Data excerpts
BEGIN
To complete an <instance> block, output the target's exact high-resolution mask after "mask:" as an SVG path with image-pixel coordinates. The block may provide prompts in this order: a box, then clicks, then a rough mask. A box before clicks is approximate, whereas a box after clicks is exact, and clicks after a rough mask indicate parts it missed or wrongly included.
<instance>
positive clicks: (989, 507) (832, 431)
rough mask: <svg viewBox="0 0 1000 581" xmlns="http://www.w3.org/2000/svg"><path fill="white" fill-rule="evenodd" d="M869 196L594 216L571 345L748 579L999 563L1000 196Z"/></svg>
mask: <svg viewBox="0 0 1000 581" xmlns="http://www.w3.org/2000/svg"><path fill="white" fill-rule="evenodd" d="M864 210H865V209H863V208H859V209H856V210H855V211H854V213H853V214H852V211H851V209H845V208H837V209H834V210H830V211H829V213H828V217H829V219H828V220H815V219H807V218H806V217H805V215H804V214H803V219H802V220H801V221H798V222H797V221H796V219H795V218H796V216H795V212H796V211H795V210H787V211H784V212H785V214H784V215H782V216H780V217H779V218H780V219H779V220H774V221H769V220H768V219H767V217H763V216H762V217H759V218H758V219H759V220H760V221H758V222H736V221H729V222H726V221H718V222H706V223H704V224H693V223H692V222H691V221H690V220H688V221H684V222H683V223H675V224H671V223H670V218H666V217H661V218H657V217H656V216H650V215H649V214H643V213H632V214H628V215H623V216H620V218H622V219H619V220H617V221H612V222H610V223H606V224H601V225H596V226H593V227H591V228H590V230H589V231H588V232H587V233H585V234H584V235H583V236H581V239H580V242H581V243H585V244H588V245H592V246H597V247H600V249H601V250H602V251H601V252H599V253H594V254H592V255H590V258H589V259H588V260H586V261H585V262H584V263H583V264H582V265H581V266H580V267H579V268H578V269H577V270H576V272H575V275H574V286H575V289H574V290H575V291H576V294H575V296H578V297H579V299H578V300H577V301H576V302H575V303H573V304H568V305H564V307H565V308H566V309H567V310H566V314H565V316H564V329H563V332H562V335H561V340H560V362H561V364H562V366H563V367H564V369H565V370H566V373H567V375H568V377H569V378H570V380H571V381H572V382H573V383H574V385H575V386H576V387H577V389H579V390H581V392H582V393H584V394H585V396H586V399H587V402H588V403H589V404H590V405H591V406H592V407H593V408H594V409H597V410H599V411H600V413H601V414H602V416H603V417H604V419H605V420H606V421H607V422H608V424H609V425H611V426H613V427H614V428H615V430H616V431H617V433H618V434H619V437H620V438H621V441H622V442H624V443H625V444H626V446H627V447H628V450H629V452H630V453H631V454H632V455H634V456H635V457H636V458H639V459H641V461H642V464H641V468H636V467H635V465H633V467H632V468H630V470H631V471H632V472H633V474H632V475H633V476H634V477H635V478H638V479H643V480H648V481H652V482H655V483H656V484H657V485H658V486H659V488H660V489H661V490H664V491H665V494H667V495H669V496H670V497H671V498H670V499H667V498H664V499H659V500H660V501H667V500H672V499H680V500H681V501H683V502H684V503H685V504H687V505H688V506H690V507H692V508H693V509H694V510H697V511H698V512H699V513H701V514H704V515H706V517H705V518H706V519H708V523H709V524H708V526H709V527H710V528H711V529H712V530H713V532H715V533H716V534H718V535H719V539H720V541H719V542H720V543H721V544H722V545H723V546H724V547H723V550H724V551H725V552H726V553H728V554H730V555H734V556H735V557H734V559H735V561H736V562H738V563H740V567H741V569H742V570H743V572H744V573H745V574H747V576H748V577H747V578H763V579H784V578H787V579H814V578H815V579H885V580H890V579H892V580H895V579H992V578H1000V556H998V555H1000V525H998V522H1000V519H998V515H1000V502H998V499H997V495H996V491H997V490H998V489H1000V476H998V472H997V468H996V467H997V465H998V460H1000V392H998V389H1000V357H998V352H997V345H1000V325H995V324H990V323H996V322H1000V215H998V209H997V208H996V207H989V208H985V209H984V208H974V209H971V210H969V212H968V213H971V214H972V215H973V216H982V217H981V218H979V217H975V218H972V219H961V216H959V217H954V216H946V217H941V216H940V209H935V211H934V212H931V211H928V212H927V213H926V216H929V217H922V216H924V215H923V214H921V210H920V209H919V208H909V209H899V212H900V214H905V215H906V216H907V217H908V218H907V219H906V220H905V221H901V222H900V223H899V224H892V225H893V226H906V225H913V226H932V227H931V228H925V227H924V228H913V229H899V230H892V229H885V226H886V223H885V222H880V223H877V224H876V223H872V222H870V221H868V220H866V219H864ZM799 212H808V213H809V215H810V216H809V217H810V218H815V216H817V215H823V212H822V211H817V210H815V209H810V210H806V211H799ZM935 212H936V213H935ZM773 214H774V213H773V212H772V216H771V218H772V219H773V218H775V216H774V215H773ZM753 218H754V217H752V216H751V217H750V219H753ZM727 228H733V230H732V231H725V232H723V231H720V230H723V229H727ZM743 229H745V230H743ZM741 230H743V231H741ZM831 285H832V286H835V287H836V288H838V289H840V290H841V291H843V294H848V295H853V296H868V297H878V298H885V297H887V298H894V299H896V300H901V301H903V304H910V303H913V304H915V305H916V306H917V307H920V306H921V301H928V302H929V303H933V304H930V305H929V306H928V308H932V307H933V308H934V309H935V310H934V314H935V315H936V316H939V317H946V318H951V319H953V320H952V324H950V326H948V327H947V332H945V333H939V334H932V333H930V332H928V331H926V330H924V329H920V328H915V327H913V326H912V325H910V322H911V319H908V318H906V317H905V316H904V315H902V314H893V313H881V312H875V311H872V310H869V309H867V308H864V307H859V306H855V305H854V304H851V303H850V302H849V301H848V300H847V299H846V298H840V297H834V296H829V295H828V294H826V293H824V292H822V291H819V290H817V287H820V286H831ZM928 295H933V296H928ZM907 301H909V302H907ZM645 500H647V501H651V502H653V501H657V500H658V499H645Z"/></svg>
END
BEGIN
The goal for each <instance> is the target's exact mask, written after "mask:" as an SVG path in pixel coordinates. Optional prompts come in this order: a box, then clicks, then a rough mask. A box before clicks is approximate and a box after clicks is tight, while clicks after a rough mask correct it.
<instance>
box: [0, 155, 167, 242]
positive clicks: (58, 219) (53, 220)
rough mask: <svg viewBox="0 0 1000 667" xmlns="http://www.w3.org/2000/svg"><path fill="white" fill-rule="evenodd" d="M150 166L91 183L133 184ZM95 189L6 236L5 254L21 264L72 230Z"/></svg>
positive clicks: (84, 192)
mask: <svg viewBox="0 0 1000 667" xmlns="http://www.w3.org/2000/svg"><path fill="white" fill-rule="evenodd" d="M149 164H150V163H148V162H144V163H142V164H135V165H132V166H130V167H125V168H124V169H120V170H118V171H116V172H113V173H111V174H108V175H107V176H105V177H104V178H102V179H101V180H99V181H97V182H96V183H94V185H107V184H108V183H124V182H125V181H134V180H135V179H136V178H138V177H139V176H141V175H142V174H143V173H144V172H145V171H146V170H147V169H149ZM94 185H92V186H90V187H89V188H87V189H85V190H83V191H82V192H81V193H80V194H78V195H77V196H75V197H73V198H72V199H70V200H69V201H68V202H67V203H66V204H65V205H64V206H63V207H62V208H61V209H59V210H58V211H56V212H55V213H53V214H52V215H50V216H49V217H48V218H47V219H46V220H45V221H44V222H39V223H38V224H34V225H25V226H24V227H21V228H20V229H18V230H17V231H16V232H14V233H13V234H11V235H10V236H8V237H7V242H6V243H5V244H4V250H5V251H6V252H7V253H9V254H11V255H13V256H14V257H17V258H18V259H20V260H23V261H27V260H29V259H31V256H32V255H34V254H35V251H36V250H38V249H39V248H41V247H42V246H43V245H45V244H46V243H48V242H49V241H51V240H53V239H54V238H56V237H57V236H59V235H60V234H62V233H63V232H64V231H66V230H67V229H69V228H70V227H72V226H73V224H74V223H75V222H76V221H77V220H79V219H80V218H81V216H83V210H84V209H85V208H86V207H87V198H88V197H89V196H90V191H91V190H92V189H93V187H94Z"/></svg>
END
▶ **What is being asked**: Read through the data and copy every line where "instance" shows up.

▶ **Written response**:
To complete an <instance> block, output the target's exact high-resolution mask after "mask:" as an SVG path with image-pixel coordinates. The block may provide prompts in this order: a box, then clicks, then a rough mask. A box before clicks is approximate, whereas a box after clicks is exact, and clicks after a rough mask indicate parts it missed or wrongly included.
<instance>
The goal for each <instance> is the target's exact mask, written after "mask:" as an SVG path in pixel coordinates. Optional prompts come in this order: a box, then clicks, then a rough mask. A box before clicks is approximate and a box after clicks is tight, while clicks after a rough mask correct it.
<instance>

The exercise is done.